→ WRITTEN TASK: Reproduce the listing below without changes, except that pictures are left out.

**** MATERIALS PROVIDED

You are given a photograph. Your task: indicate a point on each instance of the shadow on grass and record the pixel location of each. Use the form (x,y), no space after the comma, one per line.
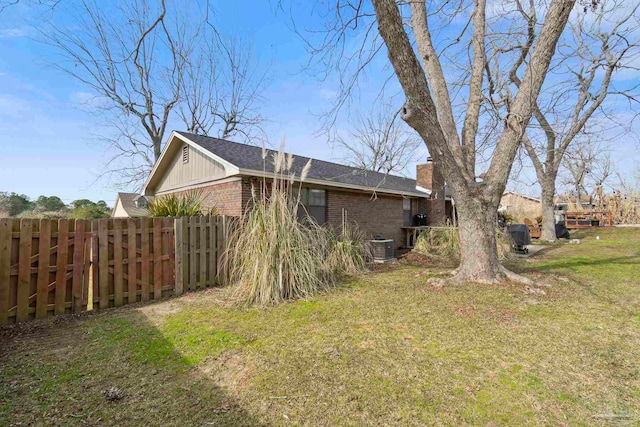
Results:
(114,368)
(582,262)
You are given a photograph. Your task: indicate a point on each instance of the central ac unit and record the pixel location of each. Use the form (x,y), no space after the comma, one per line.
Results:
(382,250)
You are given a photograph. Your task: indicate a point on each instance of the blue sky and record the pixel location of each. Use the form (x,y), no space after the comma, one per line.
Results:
(47,143)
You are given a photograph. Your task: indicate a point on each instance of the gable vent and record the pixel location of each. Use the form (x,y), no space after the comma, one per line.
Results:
(185,154)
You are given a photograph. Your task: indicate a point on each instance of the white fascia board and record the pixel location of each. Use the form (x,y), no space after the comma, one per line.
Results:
(263,174)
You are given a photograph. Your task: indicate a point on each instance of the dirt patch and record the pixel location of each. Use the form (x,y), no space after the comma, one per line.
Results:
(156,313)
(420,260)
(231,371)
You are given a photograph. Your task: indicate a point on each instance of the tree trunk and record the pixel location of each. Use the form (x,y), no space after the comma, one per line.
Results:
(548,216)
(478,251)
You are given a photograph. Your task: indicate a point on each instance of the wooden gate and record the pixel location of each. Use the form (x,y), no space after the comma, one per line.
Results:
(132,260)
(42,265)
(51,267)
(200,245)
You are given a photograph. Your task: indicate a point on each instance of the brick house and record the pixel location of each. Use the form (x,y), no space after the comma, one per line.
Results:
(227,171)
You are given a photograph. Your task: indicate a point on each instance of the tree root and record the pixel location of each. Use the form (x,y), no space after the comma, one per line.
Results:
(458,278)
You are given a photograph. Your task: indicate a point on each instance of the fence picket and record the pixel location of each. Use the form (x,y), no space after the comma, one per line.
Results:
(24,271)
(103,260)
(61,269)
(193,234)
(44,247)
(78,265)
(144,263)
(95,267)
(5,269)
(202,248)
(118,279)
(157,258)
(47,266)
(132,270)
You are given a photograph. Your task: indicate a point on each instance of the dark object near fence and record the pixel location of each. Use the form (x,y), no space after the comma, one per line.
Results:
(520,237)
(419,220)
(561,231)
(382,249)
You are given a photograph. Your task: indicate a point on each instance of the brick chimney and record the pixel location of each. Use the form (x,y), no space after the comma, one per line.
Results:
(429,176)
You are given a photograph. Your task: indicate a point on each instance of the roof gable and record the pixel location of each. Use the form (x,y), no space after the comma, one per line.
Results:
(248,159)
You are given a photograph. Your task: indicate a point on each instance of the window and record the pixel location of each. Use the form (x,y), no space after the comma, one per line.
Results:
(406,211)
(185,154)
(314,203)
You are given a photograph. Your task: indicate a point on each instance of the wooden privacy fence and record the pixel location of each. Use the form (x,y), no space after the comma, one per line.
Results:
(200,243)
(52,267)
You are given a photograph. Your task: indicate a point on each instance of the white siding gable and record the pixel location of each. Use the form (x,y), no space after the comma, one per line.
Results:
(179,174)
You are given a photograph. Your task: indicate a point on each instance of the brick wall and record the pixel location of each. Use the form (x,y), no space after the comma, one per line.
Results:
(382,216)
(429,176)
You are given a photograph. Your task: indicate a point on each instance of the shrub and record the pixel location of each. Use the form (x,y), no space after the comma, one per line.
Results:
(172,205)
(272,256)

********

→ FULL RESPONSE:
You are given a photograph. Your task: indicate a point on each instance of the shadow on grass and record the pixel location of each. Use the form (x,y), no space after the comma, one per line.
Results:
(114,368)
(582,262)
You are given a photograph. Your task: indicate a point on each instance of the central ac unit and record the pixel location of each. Use the form (x,y), no space after the comma, one per line.
Results:
(382,250)
You are given a photograph. Your task: indicate a point on each instance of the blue sky and record the pixel location of each. Use the form (x,y), no space after the comma, one per line.
Results:
(47,143)
You are given a photograph. Your task: indicate a point on each instance of the gable vent and record the pixel location of each. Use the form (x,y), no space after the comma, one per line.
Results:
(185,154)
You are given a photograph. Your task: indicate a point on each instance of the white fascia board and record the pixel location of each. Use the form (x,y), no space after the comma, one per line.
Results:
(263,174)
You are given a photograph. Your task: indicate a point on each instance of the dirt patch and record the pixel location of each. Use the form (x,y), no space after the comma, one per line.
Results:
(156,313)
(420,260)
(231,371)
You are given a photograph. Your task: indicate a point on each instance of the tree trunk and record the pixel location of each. Use the form (x,y), no space after the comma, one per line.
Results:
(548,216)
(478,251)
You are given a photograph. Your task: indicate a point on each instance of the wooden gate and record the pixel location of each. Use the form (x,y), no space after the comma, one per line.
Results:
(132,260)
(42,265)
(51,267)
(200,245)
You are given a photograph. Your task: indicate a point on each instance of the brick house and record the pixel location of each. Use the form (x,y), no space after the comma, one per line.
Results:
(227,171)
You are given a photograph. Your task: indicate a point on each instance of the tree root and record the pixel location of each. Use the form (x,y), no space after the comma, one per line.
Results:
(458,278)
You are given a photograph. Your task: indicate a point on each instance of the fence picket and record the pixel location of each. Use the form (x,y), no space after the comma, one per line.
Results:
(24,271)
(103,260)
(61,269)
(193,234)
(44,247)
(78,265)
(144,263)
(95,267)
(5,269)
(202,248)
(118,279)
(157,258)
(47,266)
(132,270)
You are given a photograph. Your task: indicate a point on each instance of the dark object near fence and record the pixel location of each. Use the form (x,y), no space after the comma, one per line.
Results:
(520,237)
(419,220)
(561,231)
(382,249)
You are given a photograph. Your task: indicate a point on each instance of the brick chimney and record the pixel location of each. Use the form (x,y), no space after the comma, one per line.
Results:
(429,176)
You are given a photograph. Your task: indicate a point on each instance of the roof gable and record the pixel location of each. Use the form (x,y), no space after the comma, one per line.
Results:
(248,159)
You are given a photograph. Your task: indicate a point on each instance of the window and record the pixel location of each. Use the form (x,y), no space after the comma, one per line.
Results:
(406,211)
(185,154)
(314,203)
You are given a photograph. Your task: indicate a point on each instance of the wooden privacy fence and record the pixel location of each. Use the form (x,y), no space after the comma, one per line.
Results:
(200,243)
(52,267)
You are given a photograph. Your task: indicate a point on each instance of the white siding gable and record the pixel location of each. Use the form (x,y), no space after the comma, one per line.
Results:
(179,174)
You are given a photograph. Your task: indicate a point on each instance of the brick wall and record the pixel location of each. Use the form (x,y), no space after the comma, one per line.
Results:
(382,216)
(429,176)
You are given a photograph. Your task: indicate a point on each instance of the shrub and record the pixel location of each. Use the form (x,y), no space after the comma, one per line.
Results:
(172,205)
(272,256)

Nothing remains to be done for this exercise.